* WHAT YOU WILL DO *
• a. Echo the passage shown word for word, between "London's a willfully" and "last 111 years?", inclusive.
• b. List every London neighborhood named in the passage shown's paragraph that begins "Notting Hill had a hippodrome".
• c. In the passage shown, how many children did Whitby have?

LEWIS PAGE: 'I was constable of the night. When the prisoner was brought to the watch-house he was very much intoxicated.'

GUILTY . - DEATH . Aged 25.

The court recommended mercy, perhaps because Whitby had five children and had had good character. He was one of the less frightening highwaymen.

And he may have survived. A James Whitby who had been tried in Middlesex was transported
 to New South Wales for seven years in 1824.

Time Travel: 1890 to 2011

London's a willfully confusing place and just as you think you've understood a neighborhood it changes again.

Notting Hill had a hippodrome and then was rich and then was poor and now is rich again, Soho and Covent Garden were squalid and then were arty and now get richer and duller every year, Islington was lower middle class and then was poor and then was lefty and now is becoming supergentrified. Writers could afford Chelsea once, and Streatham was grand.

So how has the Hornsey Road changed in the last 111 years?

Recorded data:
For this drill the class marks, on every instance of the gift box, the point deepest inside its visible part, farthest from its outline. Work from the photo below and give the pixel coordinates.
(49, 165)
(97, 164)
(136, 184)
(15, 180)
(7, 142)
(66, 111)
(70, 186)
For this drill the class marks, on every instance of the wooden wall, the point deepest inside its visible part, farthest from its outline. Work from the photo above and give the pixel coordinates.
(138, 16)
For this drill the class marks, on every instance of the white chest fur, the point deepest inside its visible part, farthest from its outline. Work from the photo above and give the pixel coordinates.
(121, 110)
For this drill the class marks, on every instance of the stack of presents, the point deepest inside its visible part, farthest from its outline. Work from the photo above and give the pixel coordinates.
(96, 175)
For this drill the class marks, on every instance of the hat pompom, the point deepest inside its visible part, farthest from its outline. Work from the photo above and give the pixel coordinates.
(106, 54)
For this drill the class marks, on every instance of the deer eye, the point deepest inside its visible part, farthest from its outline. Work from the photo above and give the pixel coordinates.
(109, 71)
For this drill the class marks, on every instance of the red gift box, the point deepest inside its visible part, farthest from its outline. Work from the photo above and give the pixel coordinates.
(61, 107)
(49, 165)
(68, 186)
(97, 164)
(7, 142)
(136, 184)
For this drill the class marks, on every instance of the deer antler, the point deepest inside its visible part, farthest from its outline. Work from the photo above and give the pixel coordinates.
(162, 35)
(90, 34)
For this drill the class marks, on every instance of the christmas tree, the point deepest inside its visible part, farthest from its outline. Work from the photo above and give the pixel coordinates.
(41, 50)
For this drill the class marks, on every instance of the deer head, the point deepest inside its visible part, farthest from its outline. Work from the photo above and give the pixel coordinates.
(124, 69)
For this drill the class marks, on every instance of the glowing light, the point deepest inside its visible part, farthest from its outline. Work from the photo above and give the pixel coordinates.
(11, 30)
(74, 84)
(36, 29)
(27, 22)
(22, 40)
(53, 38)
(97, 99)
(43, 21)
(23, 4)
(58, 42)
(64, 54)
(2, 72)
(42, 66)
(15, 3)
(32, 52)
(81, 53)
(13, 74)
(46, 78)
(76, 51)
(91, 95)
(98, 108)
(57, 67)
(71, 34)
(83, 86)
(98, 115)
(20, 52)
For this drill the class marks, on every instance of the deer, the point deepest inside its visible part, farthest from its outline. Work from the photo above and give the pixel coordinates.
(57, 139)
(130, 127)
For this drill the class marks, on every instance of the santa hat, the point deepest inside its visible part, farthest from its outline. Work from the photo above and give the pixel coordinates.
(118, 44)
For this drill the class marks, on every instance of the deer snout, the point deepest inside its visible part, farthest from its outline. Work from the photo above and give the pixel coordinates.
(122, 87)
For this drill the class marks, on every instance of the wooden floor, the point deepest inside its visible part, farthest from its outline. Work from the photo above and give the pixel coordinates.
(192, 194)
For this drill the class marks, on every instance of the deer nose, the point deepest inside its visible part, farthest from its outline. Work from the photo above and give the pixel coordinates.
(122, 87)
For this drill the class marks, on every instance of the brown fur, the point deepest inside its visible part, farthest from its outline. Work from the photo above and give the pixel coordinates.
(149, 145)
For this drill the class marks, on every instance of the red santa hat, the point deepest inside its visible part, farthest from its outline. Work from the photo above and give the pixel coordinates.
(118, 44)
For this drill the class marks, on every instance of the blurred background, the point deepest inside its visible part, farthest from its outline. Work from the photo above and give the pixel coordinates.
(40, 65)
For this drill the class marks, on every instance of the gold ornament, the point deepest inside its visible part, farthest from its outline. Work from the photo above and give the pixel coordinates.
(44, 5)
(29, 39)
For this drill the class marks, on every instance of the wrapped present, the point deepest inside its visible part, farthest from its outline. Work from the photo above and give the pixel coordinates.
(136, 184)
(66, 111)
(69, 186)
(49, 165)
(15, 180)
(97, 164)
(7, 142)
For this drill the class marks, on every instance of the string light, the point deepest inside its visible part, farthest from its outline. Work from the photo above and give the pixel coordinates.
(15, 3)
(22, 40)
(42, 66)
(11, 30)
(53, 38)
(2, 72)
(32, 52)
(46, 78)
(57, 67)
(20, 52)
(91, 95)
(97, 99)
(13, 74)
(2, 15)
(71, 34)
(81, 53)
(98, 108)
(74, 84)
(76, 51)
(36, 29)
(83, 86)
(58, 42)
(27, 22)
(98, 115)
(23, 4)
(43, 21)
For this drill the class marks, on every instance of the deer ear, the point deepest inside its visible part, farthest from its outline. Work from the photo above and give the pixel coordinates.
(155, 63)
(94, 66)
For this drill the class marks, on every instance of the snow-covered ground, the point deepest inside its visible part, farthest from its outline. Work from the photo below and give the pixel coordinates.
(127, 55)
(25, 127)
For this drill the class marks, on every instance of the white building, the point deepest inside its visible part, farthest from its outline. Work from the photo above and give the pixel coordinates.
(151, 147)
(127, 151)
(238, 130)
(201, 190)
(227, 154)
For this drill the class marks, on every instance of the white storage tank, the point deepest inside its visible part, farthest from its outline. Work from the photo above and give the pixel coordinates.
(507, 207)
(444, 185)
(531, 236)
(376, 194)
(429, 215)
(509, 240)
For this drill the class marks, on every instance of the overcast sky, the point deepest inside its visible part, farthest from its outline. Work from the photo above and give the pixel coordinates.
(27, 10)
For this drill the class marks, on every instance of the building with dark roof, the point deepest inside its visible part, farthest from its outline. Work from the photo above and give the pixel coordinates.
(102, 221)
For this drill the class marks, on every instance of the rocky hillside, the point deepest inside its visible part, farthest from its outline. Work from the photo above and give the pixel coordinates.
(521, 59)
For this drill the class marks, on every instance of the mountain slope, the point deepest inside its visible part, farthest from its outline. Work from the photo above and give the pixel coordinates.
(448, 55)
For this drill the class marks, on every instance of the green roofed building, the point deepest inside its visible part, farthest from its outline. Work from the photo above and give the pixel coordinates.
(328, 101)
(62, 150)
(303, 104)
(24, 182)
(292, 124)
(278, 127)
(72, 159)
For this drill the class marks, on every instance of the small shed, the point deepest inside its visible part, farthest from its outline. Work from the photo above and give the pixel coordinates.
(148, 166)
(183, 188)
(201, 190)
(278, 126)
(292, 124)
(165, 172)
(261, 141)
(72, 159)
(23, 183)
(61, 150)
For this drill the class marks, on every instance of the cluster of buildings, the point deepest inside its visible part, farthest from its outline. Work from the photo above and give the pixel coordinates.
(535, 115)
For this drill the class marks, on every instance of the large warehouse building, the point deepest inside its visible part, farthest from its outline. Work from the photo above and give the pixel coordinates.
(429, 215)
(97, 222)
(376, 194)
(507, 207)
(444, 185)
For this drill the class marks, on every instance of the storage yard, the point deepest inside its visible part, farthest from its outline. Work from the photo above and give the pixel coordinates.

* CORRECT ANSWERS *
• a.
London's a willfully confusing place and just as you think you've understood a neighborhood it changes again.

Notting Hill had a hippodrome and then was rich and then was poor and now is rich again, Soho and Covent Garden were squalid and then were arty and now get richer and duller every year, Islington was lower middle class and then was poor and then was lefty and now is becoming supergentrified. Writers could afford Chelsea once, and Streatham was grand.

So how has the Hornsey Road changed in the last 111 years?

• b. Notting Hill, Soho, Covent Garden, Islington, Chelsea, Streatham

• c. Five